INFORMATION PROVIDED:
+-------+

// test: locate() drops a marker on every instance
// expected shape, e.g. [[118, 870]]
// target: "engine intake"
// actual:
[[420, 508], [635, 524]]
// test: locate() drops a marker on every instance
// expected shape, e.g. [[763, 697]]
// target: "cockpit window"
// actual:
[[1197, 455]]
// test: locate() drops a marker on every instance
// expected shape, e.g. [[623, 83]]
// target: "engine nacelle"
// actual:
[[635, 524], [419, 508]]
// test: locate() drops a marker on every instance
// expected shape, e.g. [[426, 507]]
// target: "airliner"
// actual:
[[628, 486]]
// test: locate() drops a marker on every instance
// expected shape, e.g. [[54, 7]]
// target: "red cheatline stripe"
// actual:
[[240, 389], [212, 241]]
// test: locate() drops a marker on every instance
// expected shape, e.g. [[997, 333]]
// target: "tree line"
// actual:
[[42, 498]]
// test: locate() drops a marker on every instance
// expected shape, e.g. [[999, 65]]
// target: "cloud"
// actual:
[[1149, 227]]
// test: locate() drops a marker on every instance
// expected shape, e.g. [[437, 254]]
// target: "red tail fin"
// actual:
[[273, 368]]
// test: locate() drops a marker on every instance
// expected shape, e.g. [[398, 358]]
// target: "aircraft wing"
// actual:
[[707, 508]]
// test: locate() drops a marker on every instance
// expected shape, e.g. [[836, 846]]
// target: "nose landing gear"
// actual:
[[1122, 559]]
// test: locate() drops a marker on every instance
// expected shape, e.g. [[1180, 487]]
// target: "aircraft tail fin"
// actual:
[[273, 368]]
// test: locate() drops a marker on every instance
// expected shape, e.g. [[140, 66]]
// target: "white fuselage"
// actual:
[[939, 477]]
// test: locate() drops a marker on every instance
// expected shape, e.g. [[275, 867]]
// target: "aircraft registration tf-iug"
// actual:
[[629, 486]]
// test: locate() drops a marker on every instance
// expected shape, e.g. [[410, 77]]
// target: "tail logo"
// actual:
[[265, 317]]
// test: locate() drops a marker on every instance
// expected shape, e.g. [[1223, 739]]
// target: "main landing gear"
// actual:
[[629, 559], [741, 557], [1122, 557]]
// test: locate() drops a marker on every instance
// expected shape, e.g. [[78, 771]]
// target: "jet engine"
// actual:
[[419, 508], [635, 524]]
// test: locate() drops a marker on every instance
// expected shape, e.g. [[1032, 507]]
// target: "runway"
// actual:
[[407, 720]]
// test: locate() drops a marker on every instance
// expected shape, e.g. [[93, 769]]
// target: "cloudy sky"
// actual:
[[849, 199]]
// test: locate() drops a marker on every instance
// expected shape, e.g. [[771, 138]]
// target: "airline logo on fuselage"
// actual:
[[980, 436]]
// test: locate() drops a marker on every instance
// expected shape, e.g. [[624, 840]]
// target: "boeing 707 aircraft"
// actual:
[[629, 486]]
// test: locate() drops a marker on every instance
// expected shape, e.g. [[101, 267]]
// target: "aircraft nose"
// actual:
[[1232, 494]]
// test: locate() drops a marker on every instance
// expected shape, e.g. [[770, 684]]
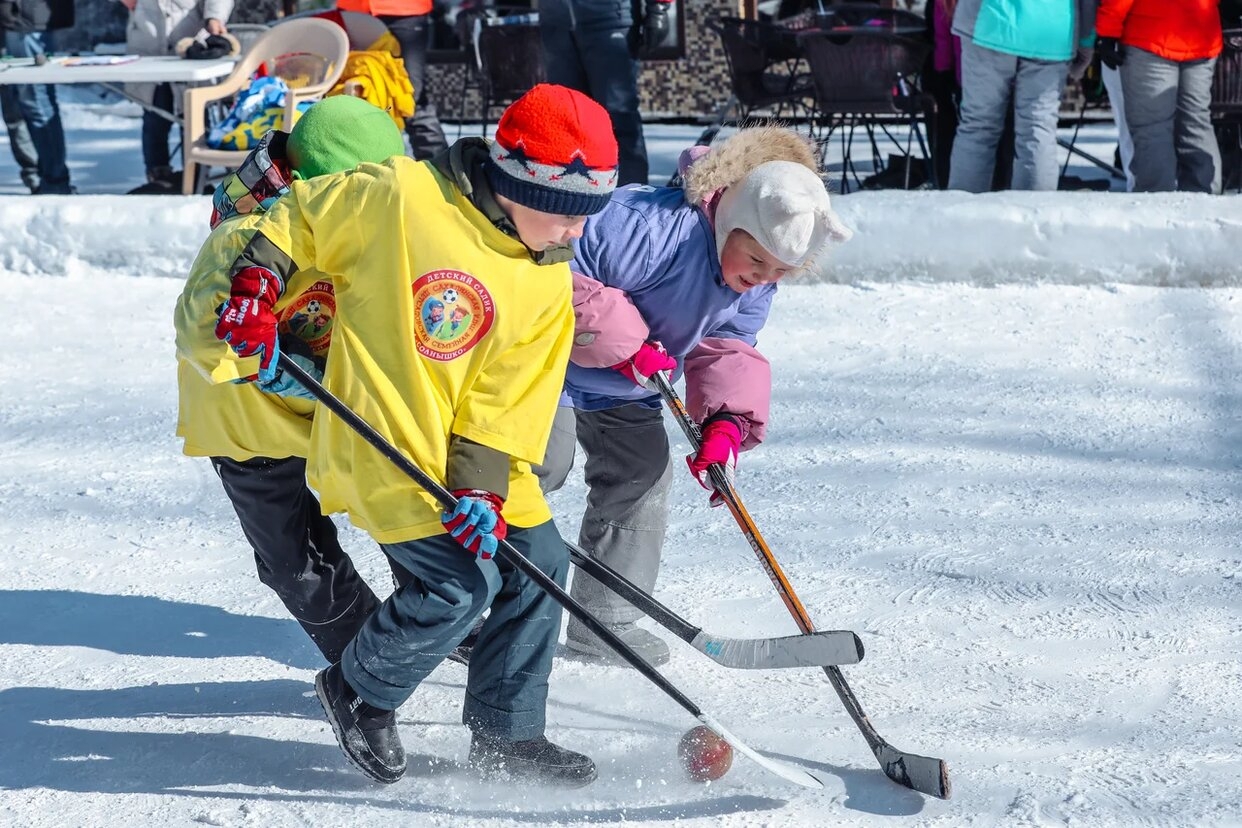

+-------+

Please state how many lines in the entries above contain the word "nose". Give only the number.

RESPONSE BELOW:
2